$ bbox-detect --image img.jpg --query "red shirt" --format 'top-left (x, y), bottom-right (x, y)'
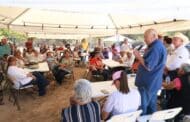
top-left (89, 57), bottom-right (103, 68)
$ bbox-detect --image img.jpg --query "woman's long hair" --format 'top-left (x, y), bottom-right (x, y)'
top-left (118, 71), bottom-right (130, 94)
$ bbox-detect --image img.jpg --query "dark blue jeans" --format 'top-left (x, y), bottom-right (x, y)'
top-left (138, 87), bottom-right (157, 115)
top-left (22, 72), bottom-right (49, 96)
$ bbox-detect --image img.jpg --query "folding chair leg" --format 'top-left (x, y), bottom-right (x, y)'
top-left (73, 73), bottom-right (75, 81)
top-left (11, 89), bottom-right (21, 110)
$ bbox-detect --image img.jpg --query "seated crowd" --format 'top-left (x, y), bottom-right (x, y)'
top-left (0, 29), bottom-right (190, 122)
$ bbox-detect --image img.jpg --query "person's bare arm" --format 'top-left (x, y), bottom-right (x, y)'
top-left (162, 81), bottom-right (175, 90)
top-left (133, 50), bottom-right (148, 69)
top-left (102, 111), bottom-right (110, 120)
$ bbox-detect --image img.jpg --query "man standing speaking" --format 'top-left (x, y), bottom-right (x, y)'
top-left (134, 29), bottom-right (167, 115)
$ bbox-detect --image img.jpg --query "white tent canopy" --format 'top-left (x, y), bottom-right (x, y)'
top-left (103, 35), bottom-right (134, 43)
top-left (0, 0), bottom-right (190, 38)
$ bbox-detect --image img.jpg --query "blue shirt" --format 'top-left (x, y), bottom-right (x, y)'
top-left (135, 40), bottom-right (167, 93)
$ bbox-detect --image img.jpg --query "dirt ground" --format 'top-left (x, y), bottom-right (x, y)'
top-left (0, 68), bottom-right (85, 122)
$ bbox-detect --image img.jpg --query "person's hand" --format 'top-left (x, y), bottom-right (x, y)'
top-left (133, 50), bottom-right (142, 59)
top-left (162, 82), bottom-right (168, 88)
top-left (70, 96), bottom-right (78, 105)
top-left (26, 73), bottom-right (33, 77)
top-left (164, 67), bottom-right (169, 75)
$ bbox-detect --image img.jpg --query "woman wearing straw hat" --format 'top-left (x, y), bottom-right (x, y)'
top-left (162, 63), bottom-right (190, 120)
top-left (166, 33), bottom-right (189, 79)
top-left (102, 70), bottom-right (141, 120)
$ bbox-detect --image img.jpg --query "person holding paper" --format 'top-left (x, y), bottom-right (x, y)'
top-left (134, 29), bottom-right (166, 115)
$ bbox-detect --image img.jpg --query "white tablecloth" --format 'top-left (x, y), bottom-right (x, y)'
top-left (102, 59), bottom-right (127, 68)
top-left (91, 75), bottom-right (161, 98)
top-left (24, 62), bottom-right (49, 72)
top-left (91, 77), bottom-right (137, 98)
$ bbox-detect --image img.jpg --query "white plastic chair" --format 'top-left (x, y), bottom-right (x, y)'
top-left (137, 107), bottom-right (182, 122)
top-left (107, 110), bottom-right (142, 122)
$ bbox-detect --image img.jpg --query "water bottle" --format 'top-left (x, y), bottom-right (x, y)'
top-left (166, 76), bottom-right (171, 84)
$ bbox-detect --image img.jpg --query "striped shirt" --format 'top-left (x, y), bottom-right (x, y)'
top-left (61, 101), bottom-right (101, 122)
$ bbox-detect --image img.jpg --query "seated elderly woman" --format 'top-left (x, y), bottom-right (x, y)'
top-left (23, 43), bottom-right (39, 63)
top-left (163, 64), bottom-right (190, 115)
top-left (89, 52), bottom-right (109, 81)
top-left (53, 50), bottom-right (74, 84)
top-left (46, 52), bottom-right (58, 71)
top-left (102, 71), bottom-right (141, 120)
top-left (14, 50), bottom-right (26, 68)
top-left (7, 56), bottom-right (48, 96)
top-left (61, 79), bottom-right (101, 122)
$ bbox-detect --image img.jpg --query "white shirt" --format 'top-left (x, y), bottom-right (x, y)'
top-left (126, 54), bottom-right (135, 67)
top-left (25, 52), bottom-right (39, 62)
top-left (121, 43), bottom-right (131, 51)
top-left (166, 45), bottom-right (189, 71)
top-left (7, 66), bottom-right (32, 88)
top-left (103, 89), bottom-right (141, 115)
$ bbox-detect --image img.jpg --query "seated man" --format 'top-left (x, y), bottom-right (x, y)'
top-left (61, 79), bottom-right (101, 122)
top-left (7, 56), bottom-right (48, 96)
top-left (102, 71), bottom-right (141, 120)
top-left (89, 52), bottom-right (109, 81)
top-left (54, 50), bottom-right (74, 85)
top-left (163, 64), bottom-right (190, 115)
top-left (46, 52), bottom-right (58, 71)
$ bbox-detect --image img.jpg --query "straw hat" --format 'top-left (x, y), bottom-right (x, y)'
top-left (173, 33), bottom-right (189, 44)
________________________________________
### TO BE DONE
Filter the records above and copy each line containing the word "straw", treating uppercase and lowercase as different.

### THE RESULT
$ bbox-detect --image img.jpg --query "woman wearing straw hat" --format 'top-left (x, y), bottom-right (x, y)'
$ bbox-detect --image img.jpg --query "straw hat" --format 'top-left (x, y), bottom-right (x, y)'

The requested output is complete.